** BEGIN Information provided **

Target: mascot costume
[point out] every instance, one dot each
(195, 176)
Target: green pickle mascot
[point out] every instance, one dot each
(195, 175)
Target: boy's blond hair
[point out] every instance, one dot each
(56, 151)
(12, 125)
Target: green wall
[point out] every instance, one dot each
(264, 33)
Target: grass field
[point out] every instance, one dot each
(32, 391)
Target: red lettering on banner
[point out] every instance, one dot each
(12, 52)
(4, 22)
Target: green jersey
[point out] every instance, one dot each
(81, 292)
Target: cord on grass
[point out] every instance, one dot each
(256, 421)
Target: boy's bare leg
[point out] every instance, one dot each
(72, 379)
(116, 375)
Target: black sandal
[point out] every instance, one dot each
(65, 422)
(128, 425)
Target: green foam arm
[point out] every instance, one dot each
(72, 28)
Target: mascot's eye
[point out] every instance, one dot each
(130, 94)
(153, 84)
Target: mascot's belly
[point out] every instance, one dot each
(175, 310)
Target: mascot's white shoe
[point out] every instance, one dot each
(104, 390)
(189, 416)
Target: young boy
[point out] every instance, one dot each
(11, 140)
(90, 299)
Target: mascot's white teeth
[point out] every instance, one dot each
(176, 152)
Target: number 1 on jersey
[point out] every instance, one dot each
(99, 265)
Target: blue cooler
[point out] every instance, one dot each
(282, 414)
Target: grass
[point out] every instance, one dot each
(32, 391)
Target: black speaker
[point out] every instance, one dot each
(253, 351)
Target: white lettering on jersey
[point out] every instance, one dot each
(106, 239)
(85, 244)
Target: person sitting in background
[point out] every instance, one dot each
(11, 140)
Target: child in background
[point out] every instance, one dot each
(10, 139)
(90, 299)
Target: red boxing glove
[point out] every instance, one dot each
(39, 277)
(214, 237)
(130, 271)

** END Information provided **

* **Your objective**: Please present every line of the entries above as a Markdown table with the columns "Row" and "Line," numbering the rows in order and omitting any blank lines.

* **The reply**:
| Row | Line |
|---|---|
| 1 | Target: mascot costume |
| 2 | [point out] every instance, one dot each |
| 3 | (195, 176) |
| 4 | Target: green pickle mascot |
| 5 | [point out] every instance, one dot each |
| 6 | (195, 175) |
| 7 | Target: boy's blond hair |
| 8 | [point out] every instance, one dot each |
| 9 | (56, 151) |
| 10 | (12, 125) |
| 11 | Target: green wall |
| 12 | [point out] every instance, one dot each |
| 13 | (264, 33) |
| 14 | Target: grass field |
| 15 | [point out] every instance, one dot each |
| 16 | (32, 391) |
| 17 | Target: red lettering on banner |
| 18 | [point out] every instance, one dot each |
| 19 | (12, 52) |
| 20 | (4, 22) |
| 21 | Target: green jersey |
| 22 | [point out] every instance, one dot each |
| 23 | (81, 292) |
| 24 | Target: cord on grass |
| 25 | [point out] every instance, one dot each |
| 26 | (256, 421) |
| 27 | Target: boy's bare leg |
| 28 | [point out] every instance, one dot each |
| 29 | (72, 379) |
| 30 | (116, 375) |
| 31 | Target: black sandal |
| 32 | [point out] every instance, one dot each |
| 33 | (65, 422) |
| 34 | (128, 425) |
| 35 | Target: green foam arm |
| 36 | [point out] every instance, one dot each |
| 37 | (72, 28) |
| 38 | Target: mascot's eye |
| 39 | [point out] every instance, one dot each |
| 40 | (130, 94) |
| 41 | (153, 84) |
| 42 | Target: mascot's belly |
| 43 | [point out] every instance, one dot each |
| 44 | (175, 310) |
| 45 | Target: mascot's white shoe |
| 46 | [point out] every instance, one dot each |
| 47 | (104, 390) |
| 48 | (189, 416) |
| 49 | Target: young boy |
| 50 | [point out] every instance, one dot each |
| 51 | (11, 140) |
| 52 | (90, 299) |
| 53 | Target: mascot's white teeth |
| 54 | [point out] every instance, one dot each |
| 55 | (176, 152) |
| 56 | Target: number 1 on jersey |
| 57 | [point out] every instance, one dot each |
| 58 | (99, 265) |
| 59 | Target: blue cooler |
| 60 | [point out] every instance, one dot each |
| 61 | (282, 414) |
| 62 | Target: grass |
| 63 | [point out] every instance, one dot each |
| 64 | (32, 391) |
| 65 | Target: black speaker |
| 66 | [point out] every instance, one dot each |
| 67 | (253, 351) |
| 68 | Target: white lettering on jersey |
| 69 | [point out] every instance, one dot each |
| 70 | (106, 239) |
| 71 | (85, 244) |
| 72 | Target: person sitting in background |
| 73 | [point out] every instance, one dot each |
| 74 | (11, 140) |
| 75 | Target: child in background |
| 76 | [point out] every instance, one dot each |
| 77 | (10, 139) |
| 78 | (90, 299) |
| 79 | Target: red boxing glove |
| 80 | [point out] every instance, one dot each |
| 81 | (39, 277) |
| 82 | (214, 237) |
| 83 | (130, 271) |